··· Given text

# Threading vs Multiprocessing

Threads and multiple processes are two common approaches to run code in parallel to achieve multitasking and speed up the program.

## Process

Process is an instance of a program

Advantages
* Takes advantage of multiple CPUs and cores
* Separate memory space-->memory is not shared between processes
* Great for CPU-bound processing
* New process is started independently from other processes
* Killable/interruptable

Disadvantages
* Heavyweight
* Starting a process is slower than starting a thread
* More memory

In [1]:
from multiprocessing import Process
import os
import time

Create dummy function to show how to use multiprocessor and threading

In [2]:
def square_numbers():
    for i in range(10):
        i*i
        # wait some time to show the different processes
        time.sleep(0.1)


Show the simple usage of multiprocessor

In [3]:

processes=[]
# count the number of CPU in the machine
num_processes=os.cpu_count()
print('total number of CPU is: '+str(num_processes))

# create processes
for i in range(num_processes):
    p=Process(target=square_numbers)
    processes.append(p)

# start the process
for p in processes:
    p.start()

#join
for p in processes:
    p.join()

print('end main')


total number of CPU is: 8
end main


## Threads

Threads is an entity within a process that can be schedule. A process can spawn multiple threads.

Advantages
* Lightweight
* All threads within a process share the same memory
* Starting a thread is faster than starting a process
* Great for I/O-bound tasks

Disadvantages
* Only one thread at a time
* No effect for CPU-bound tasks
* Not interruptable/killable

In [4]:
from threading import Thread
import os
import time

Show the simple usage of threading

In [5]:
threads=[]
num_threads=10

# create processes
for i in range(num_threads):
    t=Thread(target=square_numbers)
    threads.append(t)

# start the process
for t in threads:
    t.start()

#join
for t in threads:
    t.join()

print('end main')

end main


More example of Multithreading. Use Lock to prevent another thread to access the code at the same time (race condition).

In [8]:
from threading import Lock

# define global variable
database_value = 0

#define target function
def increase(lock):
    global database_value 

    lock.acquire()

    local_copy=database_value
    # processing
    local_copy+=1
    time.sleep(0.1)
    database_value=local_copy
    # release lock every time!
    lock.release()

if __name__=="__main__":

    lock=Lock()

    print('start value',database_value)

······
··· Source records

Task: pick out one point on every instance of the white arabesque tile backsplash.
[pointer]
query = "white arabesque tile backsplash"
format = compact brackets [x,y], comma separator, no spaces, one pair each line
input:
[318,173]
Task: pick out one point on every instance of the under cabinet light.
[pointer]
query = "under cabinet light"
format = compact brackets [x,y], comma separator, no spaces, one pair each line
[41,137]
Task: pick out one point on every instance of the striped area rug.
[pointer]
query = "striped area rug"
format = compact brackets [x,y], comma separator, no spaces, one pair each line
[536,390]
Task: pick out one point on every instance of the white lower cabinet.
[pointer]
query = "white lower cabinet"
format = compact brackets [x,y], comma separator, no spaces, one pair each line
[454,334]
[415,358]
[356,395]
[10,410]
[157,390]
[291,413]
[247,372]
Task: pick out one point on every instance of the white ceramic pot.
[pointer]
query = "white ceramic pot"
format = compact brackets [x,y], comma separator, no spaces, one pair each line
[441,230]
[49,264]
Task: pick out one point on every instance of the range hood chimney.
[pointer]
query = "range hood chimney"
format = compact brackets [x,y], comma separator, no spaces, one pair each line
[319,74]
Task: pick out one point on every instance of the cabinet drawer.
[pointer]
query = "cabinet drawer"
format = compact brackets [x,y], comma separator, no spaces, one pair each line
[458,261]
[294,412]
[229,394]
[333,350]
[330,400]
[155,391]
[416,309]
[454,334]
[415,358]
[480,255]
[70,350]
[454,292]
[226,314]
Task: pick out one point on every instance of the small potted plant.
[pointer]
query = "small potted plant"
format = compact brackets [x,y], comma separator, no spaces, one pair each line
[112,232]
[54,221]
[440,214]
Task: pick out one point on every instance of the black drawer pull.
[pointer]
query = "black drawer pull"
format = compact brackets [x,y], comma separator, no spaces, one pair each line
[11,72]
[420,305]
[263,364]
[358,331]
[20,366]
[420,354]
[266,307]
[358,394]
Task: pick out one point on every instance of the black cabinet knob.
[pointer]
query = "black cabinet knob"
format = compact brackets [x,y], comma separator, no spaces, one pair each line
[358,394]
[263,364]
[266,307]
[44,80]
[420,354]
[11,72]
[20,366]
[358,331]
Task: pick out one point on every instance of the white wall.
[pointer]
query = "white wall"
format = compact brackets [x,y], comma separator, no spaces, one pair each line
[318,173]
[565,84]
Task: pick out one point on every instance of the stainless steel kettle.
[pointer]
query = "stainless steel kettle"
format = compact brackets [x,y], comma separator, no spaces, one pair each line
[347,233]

······
··· Source records

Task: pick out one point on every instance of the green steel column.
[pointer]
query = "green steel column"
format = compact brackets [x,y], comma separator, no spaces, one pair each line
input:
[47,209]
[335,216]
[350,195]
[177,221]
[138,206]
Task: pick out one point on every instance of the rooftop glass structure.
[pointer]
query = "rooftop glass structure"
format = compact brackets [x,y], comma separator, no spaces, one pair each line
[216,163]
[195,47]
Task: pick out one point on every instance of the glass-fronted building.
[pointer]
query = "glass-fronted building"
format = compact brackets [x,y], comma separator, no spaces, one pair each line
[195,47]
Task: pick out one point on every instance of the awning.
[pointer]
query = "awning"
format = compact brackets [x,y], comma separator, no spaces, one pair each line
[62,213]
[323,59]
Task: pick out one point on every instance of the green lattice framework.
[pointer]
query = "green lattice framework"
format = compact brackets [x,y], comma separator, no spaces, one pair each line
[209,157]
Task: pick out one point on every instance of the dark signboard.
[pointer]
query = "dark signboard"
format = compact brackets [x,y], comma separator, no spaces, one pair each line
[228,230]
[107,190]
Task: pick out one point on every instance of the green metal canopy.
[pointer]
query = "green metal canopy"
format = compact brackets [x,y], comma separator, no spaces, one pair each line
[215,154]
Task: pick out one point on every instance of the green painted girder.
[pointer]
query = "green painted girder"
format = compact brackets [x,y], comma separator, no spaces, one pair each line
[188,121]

······

What to work on:
1. Pull out each line of the entries that contains the string "backsplash".
2. Carry on the page on threading versus multiprocessing from the point where it stops.
The entries bear no relation to the page on threading versus multiprocessing.

Replies:
1.
Task: pick out one point on every instance of the white arabesque tile backsplash.
query = "white arabesque tile backsplash"

2.
    # comma to tell python that argument is a tuple
    thread1=Thread(target=increase,args=(lock,))
    thread2=Thread(target=increase,args=(lock,))

    thread1.start()
    thread2.start()

    thread1.join()
    thread2.join()
    
    print('end value',database_value)

    print('end main')

start value 0
end value 2
end main


Use lock as a contect manager.

In [9]:
from threading import Lock

# define global variable
database_value = 0

#define target function
def increase(lock):
    global database_value 

    with lock:
        local_copy=database_value
        # processing
        local_copy+=1
        time.sleep(0.1)
        database_value=local_copy

if __name__=="__main__":

    lock=Lock()

    print('start value',database_value)

    # comma to tell python that argument is a tuple
    thread1=Thread(target=increase,args=(lock,))
    thread2=Thread(target=increase,args=(lock,))

    thread1.start()
    thread2.start()

    thread1.join()
    thread2.join()
    
    print('end value',database_value)

    print('end main')

start value 0
end value 2
end main


Queues are excellent for thread-safe/process-safe data exchanges and data processing both in a multithreaded and a multiprocessing environment.

In [11]:
from queue import Queue
import time

def worker(q,lock):
    while True:
        value=q.get()

        #processing...
        print(f'in {current_thread().name} got {value}')
        q.task_done()

if __name__=="__main__":

    # create Queue object
    q=Queue()

    num_threads=10
    for i in range(num_threads):
        thread=Thread(target=worker)
        #use deamon thread
        thread.daemon=True
        thread.start()

    print('end main')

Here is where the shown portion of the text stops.